- **What you should do**
From the data below, give the number of lines holding the word "rough", with nothing else added.

- **Given data**
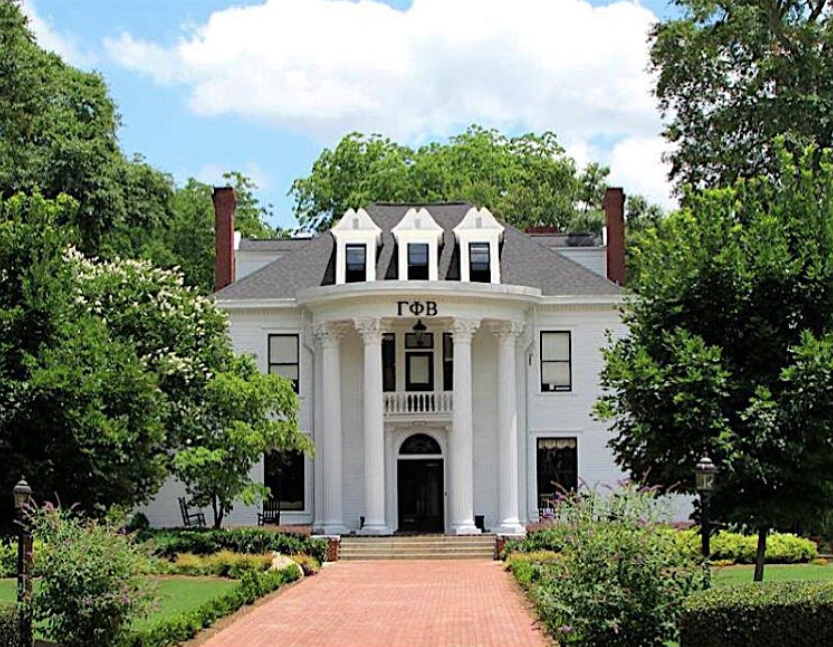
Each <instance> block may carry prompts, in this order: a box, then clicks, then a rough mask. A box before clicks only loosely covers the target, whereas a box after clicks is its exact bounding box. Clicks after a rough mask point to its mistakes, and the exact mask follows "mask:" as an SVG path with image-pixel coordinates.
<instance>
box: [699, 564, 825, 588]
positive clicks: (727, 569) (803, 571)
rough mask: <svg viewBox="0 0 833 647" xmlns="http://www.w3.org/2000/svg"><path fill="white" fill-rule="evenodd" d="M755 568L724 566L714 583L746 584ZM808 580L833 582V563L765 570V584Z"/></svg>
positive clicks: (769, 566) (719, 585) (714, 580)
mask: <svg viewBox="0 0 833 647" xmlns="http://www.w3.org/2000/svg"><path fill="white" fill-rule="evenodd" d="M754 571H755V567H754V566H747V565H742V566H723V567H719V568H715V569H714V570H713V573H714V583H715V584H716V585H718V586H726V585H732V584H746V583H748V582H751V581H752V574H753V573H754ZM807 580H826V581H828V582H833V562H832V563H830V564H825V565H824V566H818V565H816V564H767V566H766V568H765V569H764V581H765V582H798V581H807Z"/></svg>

- **Reply to the task**
2